## Фрагмент страницы:
....

10 декабря из-за неправильного питания и истощения умерла первая собака по кличке Снетчер. Скотт столкнулся с перспективой потерять всех животных. Его реквием по Снетчеру заключался в том, как вспоминали участники экспедиции, что он «лишил нас всякой надежды попасть в более высокие широты, [придется довольствоваться] тем, что мы уже достигли». Но причина заключалась не только в гибели собаки. Справа появились неизвестные горы, уходившие на юго-восток и преграждавшие им путь. Для их преодоления почти наверняка пришлось бы совершить восхождение на горную гряду, превосходившую высотой Альпы.

....

## Список:
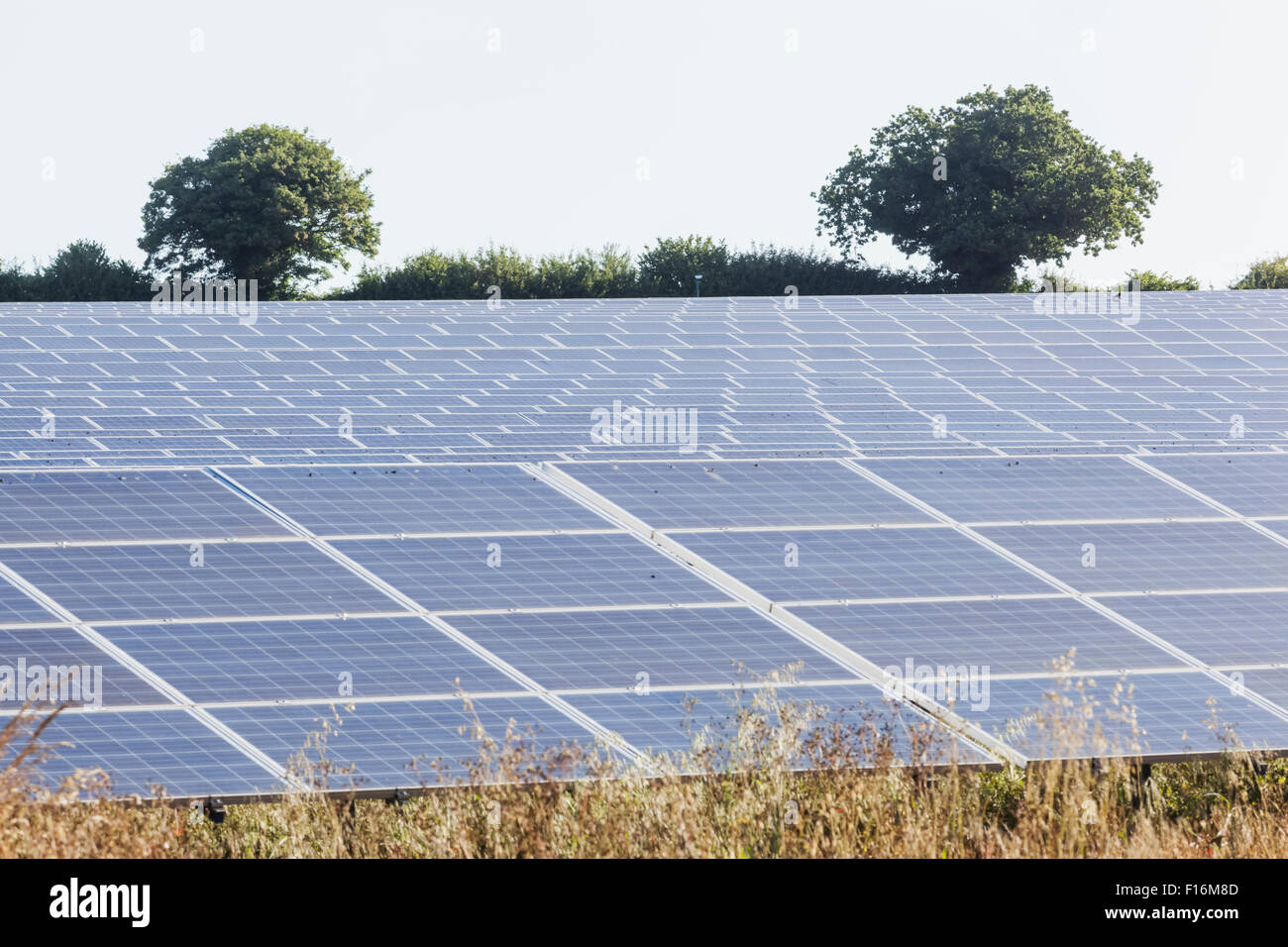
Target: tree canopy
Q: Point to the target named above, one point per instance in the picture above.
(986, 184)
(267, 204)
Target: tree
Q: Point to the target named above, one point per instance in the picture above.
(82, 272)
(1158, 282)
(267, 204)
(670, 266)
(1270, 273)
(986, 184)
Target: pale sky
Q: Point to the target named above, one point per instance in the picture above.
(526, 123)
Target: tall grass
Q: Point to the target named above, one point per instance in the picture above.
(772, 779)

....

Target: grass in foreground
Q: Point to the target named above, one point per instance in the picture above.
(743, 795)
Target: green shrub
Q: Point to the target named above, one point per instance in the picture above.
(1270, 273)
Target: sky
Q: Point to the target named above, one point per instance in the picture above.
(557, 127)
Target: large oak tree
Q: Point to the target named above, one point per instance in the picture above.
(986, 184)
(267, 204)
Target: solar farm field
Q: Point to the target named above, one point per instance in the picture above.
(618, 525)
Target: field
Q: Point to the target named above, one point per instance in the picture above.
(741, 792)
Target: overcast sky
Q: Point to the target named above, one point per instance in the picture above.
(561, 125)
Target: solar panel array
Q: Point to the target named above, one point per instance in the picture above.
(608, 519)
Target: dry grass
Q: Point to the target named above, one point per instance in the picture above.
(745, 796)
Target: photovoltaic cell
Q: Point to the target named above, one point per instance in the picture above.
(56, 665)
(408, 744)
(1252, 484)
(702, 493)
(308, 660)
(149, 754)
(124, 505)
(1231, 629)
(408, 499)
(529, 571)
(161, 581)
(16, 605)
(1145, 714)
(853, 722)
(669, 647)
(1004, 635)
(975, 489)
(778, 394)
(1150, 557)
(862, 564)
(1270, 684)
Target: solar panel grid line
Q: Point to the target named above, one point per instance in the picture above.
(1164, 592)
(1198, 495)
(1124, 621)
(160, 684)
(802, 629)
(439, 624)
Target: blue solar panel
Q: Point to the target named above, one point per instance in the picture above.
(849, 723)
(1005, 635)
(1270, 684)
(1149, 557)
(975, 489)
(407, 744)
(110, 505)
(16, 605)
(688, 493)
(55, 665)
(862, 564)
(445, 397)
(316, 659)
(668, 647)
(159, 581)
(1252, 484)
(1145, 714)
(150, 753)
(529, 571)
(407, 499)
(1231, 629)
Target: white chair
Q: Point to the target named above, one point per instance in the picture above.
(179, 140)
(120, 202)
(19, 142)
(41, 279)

....

Продолжите отрывок об экспедиции Скотта, начав сразу после его последнего предложения.

Скотт плохо подготовился к тому, чтобы справляться с тяготами полярного путешествия, не говоря уже о том, что его мучили несбывшиеся надежды. Нервы были расшатаны стрессом, возникшим в результате самоизоляции и пребывания в агрессивной среде, к которой он оказался не готов. Недовольство путешествием, вызванное массой причин – от раздражающе слепящего снега до ярости из-за невозможности управлять собаками, – Скотт испытывал с самого начала. Он не смог справиться со своими внутренними конфликтами.
Вскоре после начала похода во время приготовления пищи Шеклтон случайно прожег пол палатки. Скотт взорвался от ярости. Эти два человека были абсолютно несовместимы, трудности путешествия заставляли эмоции переливаться через край, и любого пустяка оказывалось достаточно для того, чтобы спровоцировать настоящий взрыв.
Приглашение Шеклтона в этот поход уже само по себе стало большой глупостью. Они со Скоттом не должны были оказаться в одной экспедиции, не говоря уже о необходимости делить одну палатку. Давний скрытый конфликт рвался наружу.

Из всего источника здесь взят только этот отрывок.